• **YOUR OBJECTIVE**: No pictures belong in the copy. Restate the rest of the data exactly.

• **RECORDS SHOWN**:

.....

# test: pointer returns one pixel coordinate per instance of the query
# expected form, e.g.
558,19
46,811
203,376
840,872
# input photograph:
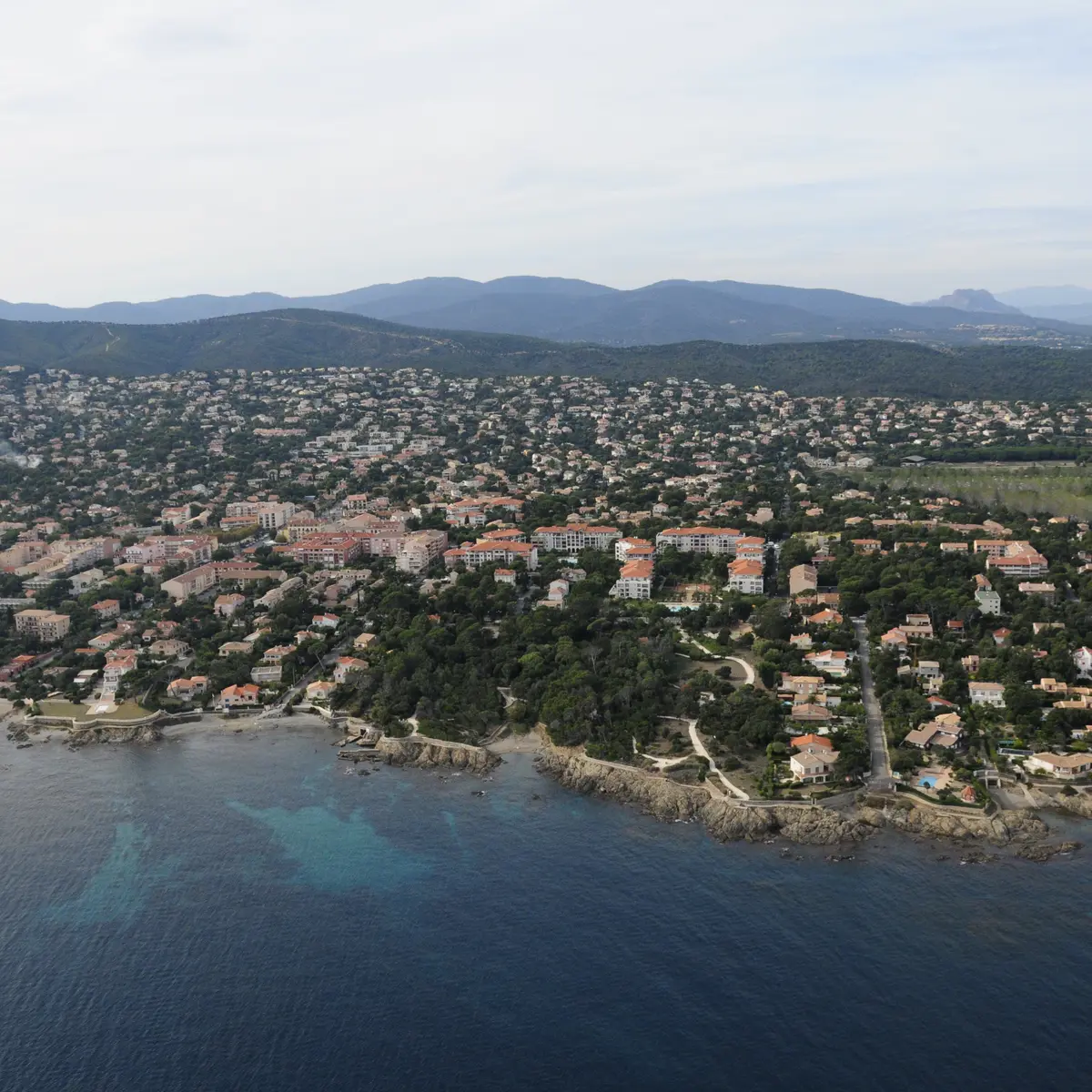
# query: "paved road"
880,775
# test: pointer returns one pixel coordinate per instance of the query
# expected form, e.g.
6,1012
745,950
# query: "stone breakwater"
807,824
425,753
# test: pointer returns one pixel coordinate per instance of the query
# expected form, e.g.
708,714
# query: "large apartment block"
714,541
1016,560
487,551
634,581
576,536
44,626
420,551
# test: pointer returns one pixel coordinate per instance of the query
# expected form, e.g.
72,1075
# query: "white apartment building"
420,551
627,550
714,541
45,626
576,536
634,581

.....

• **SOLUTION FOR THIS PROBLEM**:
# test: pointer returns one pixel coordinate per instance of the query
# expected form, e.g.
558,19
46,811
203,376
840,872
# input photograph:
# query: "paved road"
880,775
# test: pointer returns one pixel coordinate per instance of the query
# expected form, e.g.
6,1012
745,950
# query: "stone breakwater"
807,824
425,753
# test: pointer returns one pixel coordinate per instance of the query
# expected form, e.g.
708,714
# query: "large apartment block"
714,541
1016,560
487,551
634,581
576,536
44,626
420,551
# test: pointer returns one pixel coordinate per instance of the query
# expected form, e.g.
72,1075
# query: "white apartment building"
420,551
627,550
714,541
45,626
576,536
634,581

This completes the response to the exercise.